**Instructions for the task**
In every line, replace "Target" with "Object" and keep the rest unchanged.

**Object pointing data lines**
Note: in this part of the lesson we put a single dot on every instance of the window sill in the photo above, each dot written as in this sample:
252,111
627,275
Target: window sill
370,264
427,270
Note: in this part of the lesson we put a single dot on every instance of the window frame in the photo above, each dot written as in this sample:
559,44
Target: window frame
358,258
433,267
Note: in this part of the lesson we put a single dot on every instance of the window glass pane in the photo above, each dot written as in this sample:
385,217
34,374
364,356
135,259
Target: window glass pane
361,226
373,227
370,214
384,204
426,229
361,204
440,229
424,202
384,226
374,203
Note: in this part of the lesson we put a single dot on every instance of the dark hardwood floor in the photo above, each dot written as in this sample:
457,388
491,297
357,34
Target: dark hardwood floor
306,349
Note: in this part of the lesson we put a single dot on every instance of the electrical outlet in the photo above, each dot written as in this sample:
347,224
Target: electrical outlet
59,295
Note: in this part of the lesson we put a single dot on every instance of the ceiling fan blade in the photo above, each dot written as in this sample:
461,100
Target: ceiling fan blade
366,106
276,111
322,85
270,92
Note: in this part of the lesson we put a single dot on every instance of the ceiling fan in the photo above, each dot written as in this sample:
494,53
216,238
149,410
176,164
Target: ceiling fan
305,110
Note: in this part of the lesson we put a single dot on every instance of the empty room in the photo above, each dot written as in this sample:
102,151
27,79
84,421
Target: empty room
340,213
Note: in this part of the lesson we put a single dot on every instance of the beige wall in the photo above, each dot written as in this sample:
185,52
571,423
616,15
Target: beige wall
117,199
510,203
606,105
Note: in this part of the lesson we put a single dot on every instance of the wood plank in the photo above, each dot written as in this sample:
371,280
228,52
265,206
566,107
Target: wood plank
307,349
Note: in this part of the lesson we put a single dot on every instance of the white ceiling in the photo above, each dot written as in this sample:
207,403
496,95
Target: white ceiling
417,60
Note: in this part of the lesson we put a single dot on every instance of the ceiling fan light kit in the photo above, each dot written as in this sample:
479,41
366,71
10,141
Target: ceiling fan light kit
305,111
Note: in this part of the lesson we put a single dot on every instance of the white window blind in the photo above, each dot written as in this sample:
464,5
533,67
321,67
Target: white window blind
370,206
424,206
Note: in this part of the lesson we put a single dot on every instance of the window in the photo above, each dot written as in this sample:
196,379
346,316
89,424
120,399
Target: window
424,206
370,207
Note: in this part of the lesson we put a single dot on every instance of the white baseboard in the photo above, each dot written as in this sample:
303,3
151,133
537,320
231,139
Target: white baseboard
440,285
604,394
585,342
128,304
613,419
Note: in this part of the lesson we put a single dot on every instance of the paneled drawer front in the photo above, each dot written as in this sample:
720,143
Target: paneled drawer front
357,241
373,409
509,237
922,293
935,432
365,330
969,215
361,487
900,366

**Finished exercise**
Note: in this part of the lesson we put a single dot on every instance of the window sill in the photo above, each dot written as in this sample:
252,111
627,275
Object: window sill
370,264
427,270
Note: in this part of the lesson we put a single dot on every instance of the window frame in the photo above, each dot written as in this sample:
559,44
Object: window frame
358,258
433,267
Note: in this part of the lesson we put a single dot on every instance of the window glass pane in the photo above, each dot written as in this sample:
385,217
34,374
364,356
135,259
Object: window glass pane
361,226
373,227
370,214
384,204
426,229
361,204
440,229
424,202
384,226
374,203
Note: in this part of the lesson we put a single dot on every instance of the dark hardwood floor in the photo above, each dot written as in this sample:
457,388
491,297
357,34
Object: dark hardwood floor
306,349
Note: in this part of the lesson we put a single dot on every instance of the electrical outlet in the photo above, each dot written as in this sample:
347,224
Object: electrical outlet
59,295
Note: in this part of the lesson we put a single dot on every instance of the ceiling fan blade in the photo above, each dot written as in this sample:
461,100
Object: ceiling fan blade
366,106
276,111
322,85
270,92
Note: in this part of the lesson we put a single dot on every instance of the ceiling fan in the photo above, each dot written as in this sample:
494,53
216,238
149,410
176,164
Object: ceiling fan
305,110
Note: in this part of the lesson we put a single dot on every instance of the empty room in the photo above, each dot written as in this sample:
102,151
27,79
84,421
Object: empty room
340,213
Note: in this part of the lesson we put a single dot on every instance of the beige wall in the photo above, each dot written as in this sample:
185,52
571,423
616,15
Object: beige wall
117,199
510,203
606,105
Note: in this part of the lesson we put a single dot on every instance of the wood plank in the photo above, each dot written as in this sample:
371,280
228,52
265,206
566,107
Object: wood plank
307,349
Note: in this part of the lesson we put a single dot on every instance of the white ceiling in the photo above, each dot written as in this sample:
207,403
496,95
Object: white ceiling
417,60
Note: in this part of the lesson we put a single dot on every instance of the ceiling fan light kit in the photo above, each dot written as in this sample:
479,41
366,71
10,141
Object: ceiling fan light kit
305,111
Note: in this part of the lesson we put a single dot on every instance of the white window blind in the photo above, each dot written as in this sample:
464,5
533,67
321,67
Object: white window blind
370,206
424,206
Note: in this part of the lesson we put a single dot on every instance of the window in the photo above, each dot written as in this sample:
196,379
346,316
89,424
120,399
Object: window
424,206
370,207
Note: in this part of the lesson we put a single dot on every instance of the white baseboard in the photo above, each dot written as in this sample:
303,3
151,133
537,320
231,139
Object: white baseboard
440,285
604,394
585,342
128,304
613,419
Note: in this part of the lesson we put a single dot on every instance of the paneled drawer front in the photo above, each dot written as in this sample:
720,143
Object: paneled drawer front
357,241
373,409
509,237
922,293
935,432
365,330
969,215
361,487
900,366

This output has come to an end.